PROBLEM REQUIREMENTS -> Pull out every line of the records below and copy each one word for word.

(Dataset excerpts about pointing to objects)

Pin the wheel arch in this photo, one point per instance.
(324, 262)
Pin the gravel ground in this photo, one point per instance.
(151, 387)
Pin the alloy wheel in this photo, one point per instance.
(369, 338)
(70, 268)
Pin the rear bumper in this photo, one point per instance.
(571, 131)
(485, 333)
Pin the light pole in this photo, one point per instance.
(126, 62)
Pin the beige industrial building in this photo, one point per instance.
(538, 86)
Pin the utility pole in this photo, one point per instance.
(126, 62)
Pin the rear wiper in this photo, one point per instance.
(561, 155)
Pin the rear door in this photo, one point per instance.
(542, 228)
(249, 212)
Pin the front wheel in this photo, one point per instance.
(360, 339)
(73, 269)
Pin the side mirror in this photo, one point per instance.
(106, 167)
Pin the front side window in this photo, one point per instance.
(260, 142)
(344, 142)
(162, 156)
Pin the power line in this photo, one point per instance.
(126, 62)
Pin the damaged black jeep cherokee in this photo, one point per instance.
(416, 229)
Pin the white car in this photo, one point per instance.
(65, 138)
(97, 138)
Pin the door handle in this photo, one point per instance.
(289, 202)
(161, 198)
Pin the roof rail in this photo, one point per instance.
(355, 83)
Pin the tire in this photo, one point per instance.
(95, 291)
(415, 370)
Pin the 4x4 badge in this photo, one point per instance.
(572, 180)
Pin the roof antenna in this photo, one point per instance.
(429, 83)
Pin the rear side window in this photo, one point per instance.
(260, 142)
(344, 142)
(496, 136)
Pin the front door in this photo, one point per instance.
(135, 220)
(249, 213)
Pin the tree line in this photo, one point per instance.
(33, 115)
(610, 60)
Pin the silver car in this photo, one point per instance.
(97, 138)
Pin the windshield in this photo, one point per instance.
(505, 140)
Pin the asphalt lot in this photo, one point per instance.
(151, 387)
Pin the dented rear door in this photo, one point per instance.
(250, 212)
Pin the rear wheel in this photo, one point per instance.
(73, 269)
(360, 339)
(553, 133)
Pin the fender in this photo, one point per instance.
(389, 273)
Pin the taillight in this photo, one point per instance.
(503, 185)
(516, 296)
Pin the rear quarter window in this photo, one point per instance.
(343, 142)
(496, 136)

OUTPUT OF THE EXERCISE ->
Pin the wheel arch in this photo, one point per instance.
(324, 262)
Pin the gravel ground in this photo, one point per instance.
(151, 387)
Pin the alloy wheel in this photo, one point per instance.
(369, 338)
(70, 268)
Pin the rear bumper in this photo, one point per instance.
(571, 131)
(485, 333)
Pin the light pole in this photo, one point per instance.
(126, 62)
Pin the beige industrial building in this photo, one point per instance.
(538, 86)
Pin the utility pole in this photo, one point per instance.
(126, 62)
Pin the rear wiper in this photo, one point per instance.
(561, 155)
Pin the rear door in this photo, one point per instance.
(542, 228)
(249, 212)
Pin the front wheel in this photo, one point per instance.
(360, 339)
(73, 269)
Pin the side mirror in this photo, one point per instance.
(106, 167)
Pin the front side window in this photo, one point per instance.
(260, 142)
(344, 142)
(162, 156)
Pin the power line in this photo, one point per instance.
(126, 62)
Pin the damaged black jeep cherokee in this photo, one point per instance.
(416, 229)
Pin the white car in this photo, one point per instance.
(65, 138)
(97, 138)
Pin the door handle in this photo, one point per instance.
(289, 202)
(161, 198)
Pin the roof rail in this photo, one point per instance.
(355, 83)
Pin the tire in this photo, one point per instance.
(95, 291)
(415, 370)
Pin the 4x4 badge in this photo, one point per instance.
(572, 180)
Pin the roof antenna in this photo, one point per instance.
(429, 83)
Pin the rear side window in this photo, one point per instance.
(260, 142)
(344, 142)
(496, 136)
Pin the front door in this photo, one point per instance.
(135, 220)
(249, 213)
Pin the tree line in this photo, one point per instance.
(33, 115)
(610, 60)
Pin the silver car in this photo, one point per instance.
(97, 138)
Pin the windshield in this photo, one point per instance.
(505, 140)
Pin the asphalt lot in this photo, one point per instance.
(151, 387)
Pin the dented rear door in this photo, one point per instance.
(250, 212)
Pin the rear wheel in this photo, one point per instance.
(73, 269)
(360, 339)
(553, 133)
Pin the fender in this photo, one point per instance.
(389, 273)
Pin the taillight in this photo, one point per instance.
(503, 185)
(516, 296)
Pin the rear quarter window in this photo, one point per instance.
(343, 142)
(496, 136)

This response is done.